## TEXT TO READ
------------------------------------------------

Learning Kafka with Python – implementing a database sink

Very often, either the source or the target of a Kafka based message queue is a classical relational database. Consuming data and using it to update a database table sounds straightforward, but poses a few challenges around reliability and delivery semantics. In this post, we look into two options to realize such an architecture.

The challenge

To illustrate the problem we are aiming to solve, let us suppose that we want to build an application that maintains an account balance. There is a front-end which acts as a Kafka producer and which a customer can use to either deposit money in the account or withdraw money. These transactions are then written into a Kafka topic, and a consumer reads from this topic and updates the balance kept in a relational datastore.

DatabaseSink

Thus the messages stored in the Kafka topic contains transactions, i.e. changes in the account balance, while the database table we need to maintain contains the actual balance. This is an example of what is called stream / table duality in the world of streaming – the event stream is the source of truth and reflects changes, the database contains the resulting state of the world after all changes have been applied and can at any time be reconstructed from the stream.

When we want to implement his pattern, the crucial part of our design will be to make sure that every message in the queue leads to only one update of the balance, so that no transaction is missed and no transaction is processed twice.

Pattern 1: using a message ID and de-duplication

The first pattern we could use to make this work is to achieve de-duplication based on a unique message ID, which ideally is an integer that is increased with every message. The consumer could then store the sequence number of the last processed message in the database, and could thus detect duplicates.

In a bit more detail, this would work as follows. When the producer processes an action, it first retrieves a unique message ID. This message ID could be created using a database sequence, or – if the used database does not allow for this – it could read a sequence number from a table, increment it by one and update the table accordingly. It would then add this sequence number as a key to the Kafka message.

The consumer would store the latest processed sequence number in the database. When it reads a mesage from Kafka, it uses this number to check whether the message has already been processed before. If not, it updates balance and sequence number in one transaction and then commits the new offset to Kafka.

DatabaseSinkPatternI

Let us see how duplicates are handled in this pattern. If, for some reason, the topic contains two messages with the same ID, the consumer will process the first message, increase the latest processed sequence number in the database and commit the new balance. It will then read the duplicate, compare its sequence number against the latest value, detect the duplicate and simply ignore it. Thus the consumer is able to do a de-duplication based on the sequence number.

Unfortunately, this simple pattern has one major disadvantage – it does not work. The problem is that the order of messages is not guaranteed across partitions. Suppose, for instance, that the producer creates the following messages:

  • Message 1, partition 0
  • Message 2, partition 1
  • Message 3, partition 0

Now it might happen that the consumer processes the messages in the order 1,3,2. Thus the consumer would, after having processed message 3, set the highest consumed sequence number to “3” in the database. When now processing message two, our simple duplicate detection algorithm would then classify this message as a duplicate. Thus, to make this work, it is vital that we store the highest processed sequence number by partition and not across all partitions. We could even create the sequence number per partition, which would also remove a possible bottleneck as creating the sequence number would otherwise effectively serialize the producers.

------------------------------------------------

Records for shape labeling:
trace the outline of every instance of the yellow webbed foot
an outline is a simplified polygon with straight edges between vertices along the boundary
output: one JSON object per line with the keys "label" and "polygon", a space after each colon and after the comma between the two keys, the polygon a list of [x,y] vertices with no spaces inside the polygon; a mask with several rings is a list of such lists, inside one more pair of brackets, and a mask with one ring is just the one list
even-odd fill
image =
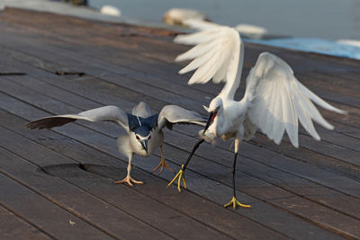
{"label": "yellow webbed foot", "polygon": [[113,184],[119,184],[119,183],[128,183],[130,186],[132,186],[132,183],[135,184],[143,184],[144,182],[141,181],[136,181],[135,179],[133,179],[132,177],[130,177],[130,175],[127,175],[124,179],[121,180],[121,181],[115,181],[113,182]]}
{"label": "yellow webbed foot", "polygon": [[229,206],[231,205],[234,209],[236,209],[237,206],[239,206],[241,208],[248,208],[248,209],[251,208],[251,205],[242,204],[239,201],[238,201],[235,197],[232,197],[231,200],[229,203],[225,204],[224,207],[228,208]]}
{"label": "yellow webbed foot", "polygon": [[180,169],[179,173],[177,173],[177,174],[174,177],[174,179],[167,184],[167,187],[170,186],[176,180],[176,178],[178,178],[177,190],[179,191],[179,192],[181,192],[181,189],[180,189],[181,180],[183,180],[184,188],[186,189],[185,177],[184,175],[184,170],[183,170],[183,168],[184,168],[184,164],[181,165],[181,169]]}
{"label": "yellow webbed foot", "polygon": [[161,158],[161,161],[158,164],[158,165],[156,168],[154,168],[154,170],[152,170],[151,173],[154,173],[155,171],[160,168],[160,171],[158,172],[158,174],[160,174],[164,171],[164,167],[167,167],[168,169],[170,169],[171,172],[175,173],[174,170],[167,164],[166,162],[165,162],[165,158],[163,157]]}

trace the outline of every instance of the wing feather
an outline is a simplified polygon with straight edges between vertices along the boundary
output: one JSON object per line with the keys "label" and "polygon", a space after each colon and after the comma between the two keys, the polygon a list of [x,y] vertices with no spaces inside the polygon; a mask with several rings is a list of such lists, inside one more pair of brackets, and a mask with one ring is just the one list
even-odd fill
{"label": "wing feather", "polygon": [[158,115],[158,126],[159,129],[165,126],[172,129],[172,126],[176,123],[205,126],[206,120],[206,119],[194,111],[185,110],[177,105],[166,105],[161,110]]}
{"label": "wing feather", "polygon": [[212,25],[209,30],[179,35],[174,41],[196,45],[176,58],[176,61],[194,59],[179,71],[179,74],[184,74],[196,69],[189,80],[190,84],[205,84],[212,78],[214,83],[230,82],[229,85],[238,88],[240,77],[237,77],[237,74],[242,41],[235,29]]}
{"label": "wing feather", "polygon": [[311,101],[327,110],[346,113],[303,86],[284,60],[267,52],[260,54],[251,69],[244,98],[250,102],[247,116],[252,123],[276,144],[280,144],[286,131],[296,147],[299,147],[299,121],[316,140],[320,137],[312,120],[324,128],[333,129]]}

------------------------------------------------

## WRITTEN PROBLEM A
In the text on the Kafka database sink, what does the consumer store in the database in the first pattern so that it can detect duplicates?
## WRITTEN PROBLEM B
Pick up the text on the Kafka database sink at its last sentence and continue writing it.

## ANSWER A
The sequence number of the last processed message.

## ANSWER B
Also note that, as we need to maintain a “last processed” sequence number per partition in a database, we also need to maintain this table if we add new partitions to our topic or remove partitions.

Alternatively, if there is a message ID which is not ordered and increasing with each message, the consumer could store all processed message IDs in a separate database table to keep track of the messages that have already been processed (which, depending on the throughput, might require some sort of periodic cleanup to avoid that the table grows too big).

If the consumer fails after committing the changed balance to the database, but before committing the offset to Kafka, the same mechanism will kick in, as long as we commit the new balance and the updated value of the last processed message in one database transaction. Thus, duplicates can be detected, and we can therefore rely on the standard mechanisms Kafka offers to manage the offset – we could even read entire batches from the topic and use auto-commit to let Kafka manage the offset.

Let us now try out this pattern with the code samples from my repository. To be able to run this, you will have to clone my GitHub repository and follow the instructions in my initial post in this series to bring up your local Kafka cluster. Then, make sure that your current working directory is the root directory of the repository and run the following commands which will install the Python package to access a MySQL database and bring up a Docker based installation of MySQL with a prepared database.

pip3 install mysql-connector-python
./db/createDB.sh

This script will start a Docker container kafka-mysql running MySQL, add a user kafka with a default password to it and create a database kafka for which this user has all privileges. Next, let us run a second script which will (re)-create a Kafka topic transactions with two partitions and initialize the database.

./db/reset.sh

Now we run three Python scripts. The first script is the producer that we have already described, which will simply create ten records, each of which describing a transaction. The second script is our consumer. It will

  • subscribe to the transactions topic
  • Read batches of records from the topic
  • for each record, it will (in one transaction!) update the account balance and the last processed sequence number
  • commit offsets in Kafka after processing a batch
  • apply the duplicate detection mechanism outlined above while processing each record

Finally, the third script is a little helper that will (without committing any offsets, so that we can run it over and over again) scan the topic, calculate the expected account balances, retrieve actual account balances from the database and check whether they coincide.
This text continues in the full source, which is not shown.